# [TASK DESCRIPTION]
Give every entry again, word for word and in full.

# [DATA FOR REVIEW]
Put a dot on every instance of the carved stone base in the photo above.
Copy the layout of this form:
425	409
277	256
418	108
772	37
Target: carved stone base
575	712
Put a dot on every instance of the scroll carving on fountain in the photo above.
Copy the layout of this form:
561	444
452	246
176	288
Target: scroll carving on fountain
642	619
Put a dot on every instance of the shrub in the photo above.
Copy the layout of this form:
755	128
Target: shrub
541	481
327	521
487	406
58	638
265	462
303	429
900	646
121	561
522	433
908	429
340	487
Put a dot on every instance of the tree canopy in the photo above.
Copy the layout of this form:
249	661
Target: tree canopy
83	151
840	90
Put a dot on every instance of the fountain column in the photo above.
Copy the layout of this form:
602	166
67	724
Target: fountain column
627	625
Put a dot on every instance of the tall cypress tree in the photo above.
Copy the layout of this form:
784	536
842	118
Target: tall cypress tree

# [RESPONSE FOR THIS EXERCISE]
Put a dot on every instance of the carved stone base in the photo above.
Copy the layout of this form:
425	409
277	256
418	108
772	37
Target: carved stone base
575	712
Put a dot on every instance of the scroll carving on fountain in the photo above.
Copy the layout of this form:
561	444
452	246
176	288
Target: scroll carving on fountain
642	619
Put a dot on every instance of the shrub in the photo above.
Copy the layout of this form:
755	128
Target: shrub
541	481
327	521
487	406
58	638
265	462
303	429
900	646
121	561
522	433
908	429
340	487
Put a dot on every instance of the tree canopy in the photo above.
Copy the layout of this form:
249	661
Target: tree canopy
83	151
840	90
Put a dot on every instance of the fountain column in the photo above.
Copy the layout of this form:
602	166
67	724
Target: fountain column
627	625
Put a dot on every instance of the tall cypress tree in the photo above.
Copy the layout of this form:
784	536
842	118
Target: tall cypress tree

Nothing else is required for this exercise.